• Aim
Extract every line of text from all the records below, word for word, and leave the pictures out of your answer.

-=-=-

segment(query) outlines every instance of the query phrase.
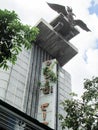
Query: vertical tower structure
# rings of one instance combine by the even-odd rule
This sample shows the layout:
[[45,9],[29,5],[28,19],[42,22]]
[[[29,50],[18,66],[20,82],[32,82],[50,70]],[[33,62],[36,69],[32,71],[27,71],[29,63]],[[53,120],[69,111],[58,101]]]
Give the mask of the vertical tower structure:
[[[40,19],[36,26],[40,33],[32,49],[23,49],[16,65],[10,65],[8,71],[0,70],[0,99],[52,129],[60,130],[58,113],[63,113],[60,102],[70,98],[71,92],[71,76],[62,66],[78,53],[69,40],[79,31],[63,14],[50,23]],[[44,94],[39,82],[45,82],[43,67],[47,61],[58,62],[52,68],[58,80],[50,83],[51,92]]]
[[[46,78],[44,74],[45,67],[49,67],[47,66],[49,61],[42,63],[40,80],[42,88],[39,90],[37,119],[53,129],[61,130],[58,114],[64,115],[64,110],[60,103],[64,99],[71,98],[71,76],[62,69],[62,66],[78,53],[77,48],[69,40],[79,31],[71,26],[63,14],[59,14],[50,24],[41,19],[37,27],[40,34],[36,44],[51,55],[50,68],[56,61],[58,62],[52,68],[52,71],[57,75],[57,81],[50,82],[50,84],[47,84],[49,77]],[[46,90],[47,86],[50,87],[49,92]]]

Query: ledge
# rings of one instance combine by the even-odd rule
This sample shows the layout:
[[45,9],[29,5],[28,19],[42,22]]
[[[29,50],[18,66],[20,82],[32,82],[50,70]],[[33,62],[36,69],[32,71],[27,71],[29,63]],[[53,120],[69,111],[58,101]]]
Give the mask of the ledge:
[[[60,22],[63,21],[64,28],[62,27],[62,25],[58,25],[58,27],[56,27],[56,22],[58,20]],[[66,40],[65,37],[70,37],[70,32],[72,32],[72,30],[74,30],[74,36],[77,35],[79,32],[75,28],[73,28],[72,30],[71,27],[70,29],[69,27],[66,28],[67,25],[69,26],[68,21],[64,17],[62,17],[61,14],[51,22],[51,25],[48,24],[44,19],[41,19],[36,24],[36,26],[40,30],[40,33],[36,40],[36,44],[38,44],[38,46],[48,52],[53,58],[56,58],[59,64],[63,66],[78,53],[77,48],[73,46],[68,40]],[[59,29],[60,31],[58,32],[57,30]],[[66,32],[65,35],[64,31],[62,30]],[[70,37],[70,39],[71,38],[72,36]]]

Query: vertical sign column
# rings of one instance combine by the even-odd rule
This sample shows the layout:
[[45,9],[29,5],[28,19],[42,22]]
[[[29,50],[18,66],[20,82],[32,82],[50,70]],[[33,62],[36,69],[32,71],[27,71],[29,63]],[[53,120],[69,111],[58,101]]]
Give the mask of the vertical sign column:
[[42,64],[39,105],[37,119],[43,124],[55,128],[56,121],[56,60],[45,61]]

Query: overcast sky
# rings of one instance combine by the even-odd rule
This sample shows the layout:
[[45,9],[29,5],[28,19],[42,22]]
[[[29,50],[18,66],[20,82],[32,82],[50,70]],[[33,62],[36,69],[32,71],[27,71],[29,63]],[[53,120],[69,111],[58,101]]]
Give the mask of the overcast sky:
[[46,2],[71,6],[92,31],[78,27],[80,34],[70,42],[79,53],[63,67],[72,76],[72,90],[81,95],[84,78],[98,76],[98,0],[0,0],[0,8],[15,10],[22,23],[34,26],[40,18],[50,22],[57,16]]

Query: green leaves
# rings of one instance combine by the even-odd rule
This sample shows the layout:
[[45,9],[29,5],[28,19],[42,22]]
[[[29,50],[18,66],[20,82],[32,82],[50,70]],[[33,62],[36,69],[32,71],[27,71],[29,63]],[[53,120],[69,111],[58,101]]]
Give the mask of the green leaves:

-=-=-

• Written answer
segment(query) outlines every instance of the query phrase.
Query: vertical tower structure
# rings of one instance combine by the even-odd rule
This sample shows the layout:
[[45,9],[29,5],[28,19],[42,22]]
[[[29,50],[18,66],[20,82],[32,82],[50,70]],[[33,62],[36,69],[32,71],[27,71],[29,63]],[[53,120],[69,111],[58,101]]]
Give the mask of the vertical tower structure:
[[[40,19],[36,26],[40,33],[32,49],[23,49],[16,65],[10,65],[8,71],[0,70],[0,99],[52,129],[60,130],[58,113],[63,113],[60,102],[70,98],[71,92],[71,76],[62,66],[78,53],[69,40],[79,31],[63,14],[50,23]],[[44,94],[39,82],[45,82],[43,67],[47,61],[58,62],[52,68],[58,80],[50,83],[51,92]]]
[[[46,78],[44,74],[45,67],[49,67],[47,66],[49,61],[42,63],[40,80],[42,88],[39,90],[37,119],[53,129],[61,130],[58,114],[64,115],[64,110],[60,103],[64,99],[71,98],[71,76],[62,69],[62,66],[78,53],[77,48],[69,40],[79,31],[71,26],[63,14],[59,14],[50,24],[41,19],[37,27],[40,34],[36,44],[51,55],[50,68],[56,61],[58,62],[52,68],[52,71],[57,75],[57,81],[50,82],[50,84],[47,84],[49,77]],[[46,90],[47,86],[50,87],[49,92]]]

Query: ledge
# rings of one instance combine by the even-odd rule
This sample shows the layout:
[[45,9],[29,5],[28,19],[42,22]]
[[[29,50],[18,66],[20,82],[32,82],[50,70]],[[33,62],[36,69],[32,71],[27,71],[29,63]],[[53,120],[69,111],[58,101]]]
Give the mask of the ledge:
[[[60,22],[63,21],[64,28],[62,27],[62,25],[58,25],[58,27],[56,27],[56,22],[58,20]],[[66,40],[65,37],[70,37],[70,32],[72,32],[72,30],[74,30],[74,36],[77,35],[79,32],[75,28],[73,28],[72,30],[71,27],[70,29],[69,27],[66,28],[67,25],[69,26],[68,21],[64,17],[62,17],[61,14],[51,22],[51,25],[48,24],[44,19],[41,19],[36,24],[36,26],[40,30],[40,33],[36,40],[36,44],[38,44],[38,46],[48,52],[53,58],[56,58],[59,64],[63,66],[78,53],[77,48],[73,46],[68,40]],[[59,29],[60,31],[58,32],[57,30]],[[66,32],[65,35],[64,31],[62,30]],[[70,37],[70,39],[71,38],[72,36]]]

Query: vertical sign column
# rings of one instance combine by the even-odd rule
This sample shows the layout:
[[45,9],[29,5],[28,19],[42,22]]
[[[29,50],[18,66],[20,82],[32,82],[50,70]],[[33,62],[36,69],[32,71],[27,71],[29,63]],[[53,120],[69,111],[58,101]]]
Give the mask of the vertical sign column:
[[42,64],[39,105],[37,119],[43,124],[55,128],[56,121],[56,60],[45,61]]

Query: overcast sky
# rings of one instance combine by the even-odd rule
This sample shows the layout:
[[45,9],[29,5],[28,19],[42,22]]
[[[29,50],[18,66],[20,82],[32,82],[50,70]],[[33,62],[36,69],[32,71],[27,71],[29,63]],[[53,120],[69,111],[58,101]]]
Give the mask of the overcast sky:
[[46,2],[71,6],[92,31],[78,27],[80,34],[70,42],[79,53],[63,67],[72,76],[72,90],[81,95],[84,78],[98,76],[98,0],[0,0],[0,8],[15,10],[22,23],[34,26],[40,18],[50,22],[57,16]]

Query: green leaves
# rings of one instance combine by the even-odd rule
This sample shows the layout:
[[45,9],[29,5],[28,19],[42,22]]
[[[29,50],[18,66],[20,82],[32,82],[50,70]],[[33,62],[36,69],[32,71],[27,71],[29,63]],[[53,120],[69,111],[58,101]]]
Give the mask of the green leaves:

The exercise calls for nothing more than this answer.